■ **EXERCISE**
Write out all of these records again, requests included, with each pixel coordinate in the answers multiplied by 0.3 and rounded to the nearest whole number, halves rounding up.

■ **Pointing and labeling entries**
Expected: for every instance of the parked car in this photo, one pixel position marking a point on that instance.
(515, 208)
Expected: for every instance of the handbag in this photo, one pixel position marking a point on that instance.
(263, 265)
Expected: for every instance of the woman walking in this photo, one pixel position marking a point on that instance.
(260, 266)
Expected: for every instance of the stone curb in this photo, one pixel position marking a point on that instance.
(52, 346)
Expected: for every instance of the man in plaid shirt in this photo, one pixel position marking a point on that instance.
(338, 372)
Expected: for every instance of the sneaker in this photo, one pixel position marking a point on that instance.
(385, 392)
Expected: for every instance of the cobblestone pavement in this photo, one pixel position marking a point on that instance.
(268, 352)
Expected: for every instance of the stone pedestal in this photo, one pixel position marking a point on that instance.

■ **THE RESULT**
Expected: for every instance of the parked car in this photo, one pixel position marking a point on that instance.
(155, 62)
Expected: for every instance of the handbag in this photo, one pixel position marking a point on that instance.
(79, 80)
Expected: for every instance of the woman walking in this photo, one pixel position marking a point on that instance.
(78, 80)
Expected: for every instance of the stone curb in this photo, one pixel position marking a point on that instance.
(16, 104)
Expected: for every instance of the man in plaid shirt in this photo, one pixel position marking a point on that instance.
(101, 112)
Expected: for every instance of the sneaker in this photo, one pixel position marking a point on that instance.
(116, 118)
Expected: for every instance of the cobblestone pavement in this photo, one pixel position marking a point on that instance.
(80, 106)
Expected: for every instance of the stone pedestal in this photo, one pixel position marking a point on that instance.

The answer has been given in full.